## Begin
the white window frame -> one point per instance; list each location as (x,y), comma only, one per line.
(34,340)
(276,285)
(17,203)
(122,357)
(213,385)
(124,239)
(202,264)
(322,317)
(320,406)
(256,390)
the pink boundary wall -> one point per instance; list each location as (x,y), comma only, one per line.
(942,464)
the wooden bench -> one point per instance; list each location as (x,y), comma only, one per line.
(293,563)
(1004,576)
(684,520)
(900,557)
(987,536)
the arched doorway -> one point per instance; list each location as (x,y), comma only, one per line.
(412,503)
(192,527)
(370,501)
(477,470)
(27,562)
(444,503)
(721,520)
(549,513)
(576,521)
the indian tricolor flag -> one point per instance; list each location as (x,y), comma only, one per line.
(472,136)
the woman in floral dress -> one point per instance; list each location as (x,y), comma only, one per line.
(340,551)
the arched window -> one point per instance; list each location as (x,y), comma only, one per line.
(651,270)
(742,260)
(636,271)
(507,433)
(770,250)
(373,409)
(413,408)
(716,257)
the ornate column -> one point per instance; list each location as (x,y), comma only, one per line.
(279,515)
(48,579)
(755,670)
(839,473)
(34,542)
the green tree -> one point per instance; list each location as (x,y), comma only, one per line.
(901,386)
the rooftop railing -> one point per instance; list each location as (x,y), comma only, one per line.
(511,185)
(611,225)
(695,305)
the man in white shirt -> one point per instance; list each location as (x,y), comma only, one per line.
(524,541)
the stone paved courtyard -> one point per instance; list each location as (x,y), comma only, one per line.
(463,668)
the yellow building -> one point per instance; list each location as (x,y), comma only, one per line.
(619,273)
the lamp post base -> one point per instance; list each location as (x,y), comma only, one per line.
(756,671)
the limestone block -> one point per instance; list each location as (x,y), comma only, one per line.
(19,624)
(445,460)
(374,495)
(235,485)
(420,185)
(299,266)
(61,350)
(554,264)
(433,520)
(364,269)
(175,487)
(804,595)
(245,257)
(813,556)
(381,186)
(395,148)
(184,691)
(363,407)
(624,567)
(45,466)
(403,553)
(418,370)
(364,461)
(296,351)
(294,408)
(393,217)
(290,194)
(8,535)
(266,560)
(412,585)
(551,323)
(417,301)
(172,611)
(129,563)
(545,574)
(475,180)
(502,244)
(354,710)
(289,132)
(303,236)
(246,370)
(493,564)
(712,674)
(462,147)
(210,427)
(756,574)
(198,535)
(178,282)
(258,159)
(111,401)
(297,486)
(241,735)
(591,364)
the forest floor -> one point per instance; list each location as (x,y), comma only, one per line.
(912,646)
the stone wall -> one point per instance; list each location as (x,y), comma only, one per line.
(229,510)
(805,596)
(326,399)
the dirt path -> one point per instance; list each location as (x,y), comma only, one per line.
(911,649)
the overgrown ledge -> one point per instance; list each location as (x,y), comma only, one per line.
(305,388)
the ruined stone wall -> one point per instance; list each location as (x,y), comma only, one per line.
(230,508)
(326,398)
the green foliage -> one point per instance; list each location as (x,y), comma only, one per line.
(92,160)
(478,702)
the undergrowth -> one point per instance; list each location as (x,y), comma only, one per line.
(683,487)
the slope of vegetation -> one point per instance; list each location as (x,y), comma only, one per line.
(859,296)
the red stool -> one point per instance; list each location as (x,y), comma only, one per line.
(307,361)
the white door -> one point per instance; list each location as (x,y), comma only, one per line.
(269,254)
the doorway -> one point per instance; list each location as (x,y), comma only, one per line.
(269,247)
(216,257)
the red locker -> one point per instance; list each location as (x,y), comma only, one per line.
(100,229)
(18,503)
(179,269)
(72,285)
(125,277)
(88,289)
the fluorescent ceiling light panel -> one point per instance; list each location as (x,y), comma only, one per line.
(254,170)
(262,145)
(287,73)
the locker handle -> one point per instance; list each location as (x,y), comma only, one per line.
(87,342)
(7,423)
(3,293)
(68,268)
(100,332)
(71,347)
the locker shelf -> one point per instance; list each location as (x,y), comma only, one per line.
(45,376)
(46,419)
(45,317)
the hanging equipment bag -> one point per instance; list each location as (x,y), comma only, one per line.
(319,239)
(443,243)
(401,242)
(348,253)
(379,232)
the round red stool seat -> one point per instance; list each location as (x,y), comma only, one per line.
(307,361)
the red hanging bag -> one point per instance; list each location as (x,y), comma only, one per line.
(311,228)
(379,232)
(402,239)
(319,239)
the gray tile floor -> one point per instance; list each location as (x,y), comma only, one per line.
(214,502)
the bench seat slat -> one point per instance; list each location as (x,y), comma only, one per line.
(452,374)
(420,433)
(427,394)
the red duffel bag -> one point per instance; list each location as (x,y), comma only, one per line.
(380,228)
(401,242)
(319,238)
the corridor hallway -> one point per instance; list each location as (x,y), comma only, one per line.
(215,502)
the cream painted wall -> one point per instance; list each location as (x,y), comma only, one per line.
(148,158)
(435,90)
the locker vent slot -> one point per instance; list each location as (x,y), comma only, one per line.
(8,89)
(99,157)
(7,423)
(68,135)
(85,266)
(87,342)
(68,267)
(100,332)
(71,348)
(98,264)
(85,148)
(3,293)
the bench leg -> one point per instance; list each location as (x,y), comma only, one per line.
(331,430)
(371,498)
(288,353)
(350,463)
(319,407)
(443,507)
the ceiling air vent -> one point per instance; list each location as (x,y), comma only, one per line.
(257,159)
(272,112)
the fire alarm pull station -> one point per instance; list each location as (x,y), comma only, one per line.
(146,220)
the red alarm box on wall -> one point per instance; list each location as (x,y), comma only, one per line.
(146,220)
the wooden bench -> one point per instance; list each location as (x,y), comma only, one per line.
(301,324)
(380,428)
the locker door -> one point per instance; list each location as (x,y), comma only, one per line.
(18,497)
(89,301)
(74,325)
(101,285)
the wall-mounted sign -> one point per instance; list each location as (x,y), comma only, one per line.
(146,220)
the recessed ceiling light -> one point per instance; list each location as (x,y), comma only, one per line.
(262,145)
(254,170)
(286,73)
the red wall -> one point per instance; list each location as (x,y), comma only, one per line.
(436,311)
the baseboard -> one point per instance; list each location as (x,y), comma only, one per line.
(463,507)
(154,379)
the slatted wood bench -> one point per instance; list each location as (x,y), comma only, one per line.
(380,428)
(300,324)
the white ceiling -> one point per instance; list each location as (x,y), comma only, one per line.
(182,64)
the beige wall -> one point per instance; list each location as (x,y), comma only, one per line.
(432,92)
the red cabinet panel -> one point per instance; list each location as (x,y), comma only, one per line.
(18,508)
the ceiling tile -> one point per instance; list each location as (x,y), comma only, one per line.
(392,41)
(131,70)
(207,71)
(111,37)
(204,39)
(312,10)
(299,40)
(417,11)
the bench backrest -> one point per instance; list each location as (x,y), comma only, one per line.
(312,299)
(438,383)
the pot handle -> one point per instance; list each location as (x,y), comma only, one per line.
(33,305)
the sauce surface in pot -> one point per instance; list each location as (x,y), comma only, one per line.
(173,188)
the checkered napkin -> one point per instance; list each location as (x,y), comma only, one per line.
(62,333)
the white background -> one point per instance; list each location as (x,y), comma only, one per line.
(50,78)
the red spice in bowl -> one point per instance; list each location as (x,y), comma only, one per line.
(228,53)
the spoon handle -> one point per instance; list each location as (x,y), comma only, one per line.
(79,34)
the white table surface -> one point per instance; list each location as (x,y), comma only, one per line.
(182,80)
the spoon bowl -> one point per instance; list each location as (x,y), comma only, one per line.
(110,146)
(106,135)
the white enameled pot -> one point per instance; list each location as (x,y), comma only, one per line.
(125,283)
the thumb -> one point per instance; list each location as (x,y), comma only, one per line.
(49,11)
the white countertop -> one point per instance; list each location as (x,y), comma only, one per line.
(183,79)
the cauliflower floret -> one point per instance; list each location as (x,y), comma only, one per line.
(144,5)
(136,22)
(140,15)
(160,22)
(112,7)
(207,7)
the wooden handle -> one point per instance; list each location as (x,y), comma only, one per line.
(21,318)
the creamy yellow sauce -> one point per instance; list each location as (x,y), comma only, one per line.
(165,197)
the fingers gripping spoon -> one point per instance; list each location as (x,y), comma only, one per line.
## End
> REQUIREMENT:
Nothing but the lines from the line with "the bench backrest" to the last line of the listing above should appear; please retype them exactly, both ends included.

> COMPLETE ANSWER:
the bench backrest -> one point per instance; list each location as (x,y), comma only, one per line.
(312,299)
(438,383)
the pot handle -> one point per instance; list each location as (x,y), comma only, one per line.
(33,305)
the sauce surface in pot -> one point per instance; list each location as (x,y), comma only, one per line.
(173,188)
the checkered napkin -> one point per instance; list each location as (x,y), comma only, one per line.
(62,333)
the white background -> one point per instance; list each location as (x,y), comma only, one per line.
(50,78)
the red spice in bowl -> one point per instance; list each location as (x,y), comma only, one per line.
(228,53)
the spoon handle -> one point per instance; list each location as (x,y), comma only, one per line.
(79,34)
the white table surface -> one point per instance; list each location as (x,y), comma only, one per line.
(182,80)
the spoon bowl -> one point per instance; list each location as (x,y), comma only, one per line.
(110,146)
(106,135)
the white enameled pot -> one point per instance; list each location as (x,y), comma only, one per line.
(125,283)
the thumb -> one point per instance; list each location as (x,y), comma only, one per line.
(49,11)
the white countertop -> one point per instance; list each location as (x,y), comma only, one per line.
(183,79)
the cauliflower floret -> one point per instance; list each location as (x,y), comma only, one per line.
(144,5)
(136,22)
(140,15)
(160,22)
(112,7)
(207,7)
the wooden handle -> one point per instance; list each location as (x,y), comma only, one per line.
(21,318)
the creamy yellow sauce -> one point per instance; list each location as (x,y), comma only, one per line.
(165,197)
the fingers gripping spoon -> one point per instance; list each location as (x,y), comma only, one per line.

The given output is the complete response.